Saved entries:
>>>
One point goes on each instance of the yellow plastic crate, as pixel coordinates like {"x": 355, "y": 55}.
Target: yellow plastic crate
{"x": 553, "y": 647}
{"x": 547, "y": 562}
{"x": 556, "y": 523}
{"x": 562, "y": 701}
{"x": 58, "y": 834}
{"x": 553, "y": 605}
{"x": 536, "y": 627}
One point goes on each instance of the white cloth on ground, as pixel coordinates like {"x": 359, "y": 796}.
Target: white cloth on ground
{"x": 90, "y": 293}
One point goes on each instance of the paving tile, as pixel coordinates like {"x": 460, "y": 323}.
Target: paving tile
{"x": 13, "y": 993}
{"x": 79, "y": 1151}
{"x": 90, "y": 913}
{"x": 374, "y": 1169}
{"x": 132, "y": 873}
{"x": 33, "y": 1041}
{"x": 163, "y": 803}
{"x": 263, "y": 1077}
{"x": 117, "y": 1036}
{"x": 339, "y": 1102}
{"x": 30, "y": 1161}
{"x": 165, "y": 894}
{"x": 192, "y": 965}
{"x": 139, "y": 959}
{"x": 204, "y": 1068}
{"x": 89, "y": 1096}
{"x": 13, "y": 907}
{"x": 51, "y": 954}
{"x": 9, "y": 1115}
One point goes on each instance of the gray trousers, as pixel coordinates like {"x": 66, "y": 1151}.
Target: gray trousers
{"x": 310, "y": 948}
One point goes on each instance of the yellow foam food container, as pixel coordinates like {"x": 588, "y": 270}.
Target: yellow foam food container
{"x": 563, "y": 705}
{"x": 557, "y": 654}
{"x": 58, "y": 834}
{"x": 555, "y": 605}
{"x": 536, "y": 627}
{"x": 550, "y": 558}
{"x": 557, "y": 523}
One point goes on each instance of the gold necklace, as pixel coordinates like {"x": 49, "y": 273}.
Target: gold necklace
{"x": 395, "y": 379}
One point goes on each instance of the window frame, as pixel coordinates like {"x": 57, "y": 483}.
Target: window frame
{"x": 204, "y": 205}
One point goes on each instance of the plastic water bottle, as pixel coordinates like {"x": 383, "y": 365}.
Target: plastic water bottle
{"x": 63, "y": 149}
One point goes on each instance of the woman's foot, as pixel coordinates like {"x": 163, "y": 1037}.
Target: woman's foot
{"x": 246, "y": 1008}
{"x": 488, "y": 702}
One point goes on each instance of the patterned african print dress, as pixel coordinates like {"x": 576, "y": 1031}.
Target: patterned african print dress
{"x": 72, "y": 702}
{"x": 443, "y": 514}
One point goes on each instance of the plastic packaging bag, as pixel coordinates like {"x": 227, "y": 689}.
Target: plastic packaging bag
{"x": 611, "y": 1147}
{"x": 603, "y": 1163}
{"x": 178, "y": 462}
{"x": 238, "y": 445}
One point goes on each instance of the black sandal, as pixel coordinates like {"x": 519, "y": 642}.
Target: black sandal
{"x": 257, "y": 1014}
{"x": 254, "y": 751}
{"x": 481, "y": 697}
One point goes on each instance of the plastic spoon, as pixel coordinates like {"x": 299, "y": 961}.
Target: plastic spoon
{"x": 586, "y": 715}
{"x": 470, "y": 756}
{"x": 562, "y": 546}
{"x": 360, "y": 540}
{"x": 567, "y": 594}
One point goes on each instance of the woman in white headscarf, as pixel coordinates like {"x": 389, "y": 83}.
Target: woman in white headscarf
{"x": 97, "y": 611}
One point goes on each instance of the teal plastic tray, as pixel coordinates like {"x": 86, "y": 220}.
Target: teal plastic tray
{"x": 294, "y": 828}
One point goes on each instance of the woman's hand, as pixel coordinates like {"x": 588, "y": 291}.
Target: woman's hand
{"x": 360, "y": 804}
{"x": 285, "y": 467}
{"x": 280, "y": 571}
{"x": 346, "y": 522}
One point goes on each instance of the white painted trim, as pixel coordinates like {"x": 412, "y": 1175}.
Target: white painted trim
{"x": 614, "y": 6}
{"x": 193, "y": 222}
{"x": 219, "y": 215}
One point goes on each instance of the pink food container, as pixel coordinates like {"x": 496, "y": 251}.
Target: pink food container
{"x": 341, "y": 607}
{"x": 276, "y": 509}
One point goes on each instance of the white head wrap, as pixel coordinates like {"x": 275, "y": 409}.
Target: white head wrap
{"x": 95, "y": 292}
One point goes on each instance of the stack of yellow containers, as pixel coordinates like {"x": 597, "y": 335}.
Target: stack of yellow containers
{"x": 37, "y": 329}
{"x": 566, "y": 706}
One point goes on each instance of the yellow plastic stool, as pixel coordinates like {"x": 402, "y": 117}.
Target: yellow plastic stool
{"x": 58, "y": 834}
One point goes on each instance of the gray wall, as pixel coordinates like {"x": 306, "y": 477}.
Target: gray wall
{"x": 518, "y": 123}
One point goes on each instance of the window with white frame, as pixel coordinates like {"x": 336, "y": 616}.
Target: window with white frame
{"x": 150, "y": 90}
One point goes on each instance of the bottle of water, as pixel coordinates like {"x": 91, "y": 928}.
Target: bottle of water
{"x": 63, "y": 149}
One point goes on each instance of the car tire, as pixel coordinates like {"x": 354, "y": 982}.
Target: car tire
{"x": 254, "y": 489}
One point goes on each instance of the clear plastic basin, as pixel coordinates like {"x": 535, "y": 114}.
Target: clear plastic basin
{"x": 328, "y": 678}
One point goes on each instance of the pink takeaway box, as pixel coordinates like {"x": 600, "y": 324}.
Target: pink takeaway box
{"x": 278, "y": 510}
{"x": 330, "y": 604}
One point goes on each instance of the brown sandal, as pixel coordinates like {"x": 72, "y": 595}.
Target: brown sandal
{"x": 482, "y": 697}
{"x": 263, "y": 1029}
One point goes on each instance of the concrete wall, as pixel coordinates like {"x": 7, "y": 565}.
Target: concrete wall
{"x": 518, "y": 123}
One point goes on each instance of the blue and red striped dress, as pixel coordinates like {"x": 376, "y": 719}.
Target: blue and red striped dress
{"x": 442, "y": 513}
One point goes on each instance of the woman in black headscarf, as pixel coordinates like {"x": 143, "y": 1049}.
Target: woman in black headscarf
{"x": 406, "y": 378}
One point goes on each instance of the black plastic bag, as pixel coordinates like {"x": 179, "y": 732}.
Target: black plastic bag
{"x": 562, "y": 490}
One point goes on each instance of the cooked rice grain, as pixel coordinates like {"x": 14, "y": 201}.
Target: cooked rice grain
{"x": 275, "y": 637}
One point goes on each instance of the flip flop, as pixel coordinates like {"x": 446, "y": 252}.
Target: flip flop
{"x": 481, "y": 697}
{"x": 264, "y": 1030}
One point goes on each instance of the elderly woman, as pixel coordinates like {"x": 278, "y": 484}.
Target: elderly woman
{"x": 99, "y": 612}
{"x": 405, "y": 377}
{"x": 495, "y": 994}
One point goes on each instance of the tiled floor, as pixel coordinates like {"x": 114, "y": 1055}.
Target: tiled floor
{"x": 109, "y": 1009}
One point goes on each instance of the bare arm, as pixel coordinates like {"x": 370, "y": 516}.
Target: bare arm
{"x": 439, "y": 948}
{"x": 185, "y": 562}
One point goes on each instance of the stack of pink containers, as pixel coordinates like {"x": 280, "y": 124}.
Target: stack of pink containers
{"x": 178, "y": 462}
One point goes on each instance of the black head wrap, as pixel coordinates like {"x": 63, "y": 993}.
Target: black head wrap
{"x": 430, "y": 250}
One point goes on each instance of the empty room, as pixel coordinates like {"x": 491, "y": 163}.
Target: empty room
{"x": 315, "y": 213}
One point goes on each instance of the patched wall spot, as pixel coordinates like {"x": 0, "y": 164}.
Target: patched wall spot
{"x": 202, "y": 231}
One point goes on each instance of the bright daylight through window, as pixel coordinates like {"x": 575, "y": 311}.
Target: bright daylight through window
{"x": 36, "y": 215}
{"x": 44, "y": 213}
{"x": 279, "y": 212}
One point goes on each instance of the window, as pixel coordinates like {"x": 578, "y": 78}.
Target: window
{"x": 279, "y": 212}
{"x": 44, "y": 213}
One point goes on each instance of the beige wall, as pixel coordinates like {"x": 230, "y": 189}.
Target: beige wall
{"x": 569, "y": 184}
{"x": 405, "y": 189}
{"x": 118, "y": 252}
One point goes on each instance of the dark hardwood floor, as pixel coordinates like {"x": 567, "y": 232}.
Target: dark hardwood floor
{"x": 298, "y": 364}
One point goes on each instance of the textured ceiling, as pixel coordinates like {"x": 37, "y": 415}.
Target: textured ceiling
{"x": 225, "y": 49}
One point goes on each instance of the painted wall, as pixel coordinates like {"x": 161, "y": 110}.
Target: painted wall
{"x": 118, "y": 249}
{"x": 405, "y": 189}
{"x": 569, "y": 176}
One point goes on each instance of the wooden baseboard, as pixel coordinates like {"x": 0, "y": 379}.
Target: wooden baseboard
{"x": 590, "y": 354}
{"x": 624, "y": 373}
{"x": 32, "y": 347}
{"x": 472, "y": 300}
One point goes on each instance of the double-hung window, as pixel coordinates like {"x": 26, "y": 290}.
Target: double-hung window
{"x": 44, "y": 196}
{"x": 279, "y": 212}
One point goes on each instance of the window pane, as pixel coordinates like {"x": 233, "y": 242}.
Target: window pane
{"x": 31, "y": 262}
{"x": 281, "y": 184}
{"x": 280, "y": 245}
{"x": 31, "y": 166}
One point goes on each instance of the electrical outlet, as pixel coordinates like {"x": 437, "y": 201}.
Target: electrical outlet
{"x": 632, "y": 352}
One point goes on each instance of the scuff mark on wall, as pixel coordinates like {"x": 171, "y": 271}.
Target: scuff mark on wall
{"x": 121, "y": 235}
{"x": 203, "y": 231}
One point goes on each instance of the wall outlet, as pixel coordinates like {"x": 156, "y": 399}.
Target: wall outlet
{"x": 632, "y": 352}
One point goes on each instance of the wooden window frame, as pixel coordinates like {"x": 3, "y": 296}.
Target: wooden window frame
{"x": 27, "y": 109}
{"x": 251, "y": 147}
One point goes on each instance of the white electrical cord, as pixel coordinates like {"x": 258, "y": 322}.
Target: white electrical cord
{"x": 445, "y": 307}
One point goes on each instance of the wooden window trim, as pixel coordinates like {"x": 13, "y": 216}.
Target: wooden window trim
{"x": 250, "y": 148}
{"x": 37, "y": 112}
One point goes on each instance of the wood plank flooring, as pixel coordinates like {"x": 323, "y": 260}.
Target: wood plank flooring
<<<
**Problem statement**. Go to the line with "Target: black plastic bag" in the entries above and repeat every line from there through the line with "One point goes on each instance of the empty", exactly and with no other text.

**Solution**.
Target: black plastic bag
{"x": 562, "y": 490}
One point goes on each instance of the cooked rice grain, as pixel coordinates like {"x": 14, "y": 201}.
Target: cooked rice grain
{"x": 275, "y": 637}
One point goes on each instance of the flip flop, as pixel coordinates like {"x": 446, "y": 252}.
Target: flip flop
{"x": 481, "y": 697}
{"x": 264, "y": 1030}
One point goes on each instance of the elderly woman, as pixel coordinates like {"x": 278, "y": 484}.
Target: elderly woman
{"x": 99, "y": 612}
{"x": 405, "y": 377}
{"x": 495, "y": 994}
One point goes on each instance of the tiled floor, as pixel coordinates like {"x": 114, "y": 1055}.
Target: tiled floor
{"x": 109, "y": 1009}
One point goes on each instance of the bare arm, as pixel coordinates like {"x": 370, "y": 516}.
Target: bare arm
{"x": 439, "y": 948}
{"x": 185, "y": 562}
One point goes on each instance of the stack of pink containers, as pixel coordinates like {"x": 280, "y": 124}.
Target: stack of pink containers
{"x": 178, "y": 462}
One point goes on each instance of the black head wrap, as pixel coordinates like {"x": 63, "y": 993}.
Target: black head wrap
{"x": 430, "y": 250}
One point goes on each instance of the empty room, as pixel coordinates like {"x": 491, "y": 163}.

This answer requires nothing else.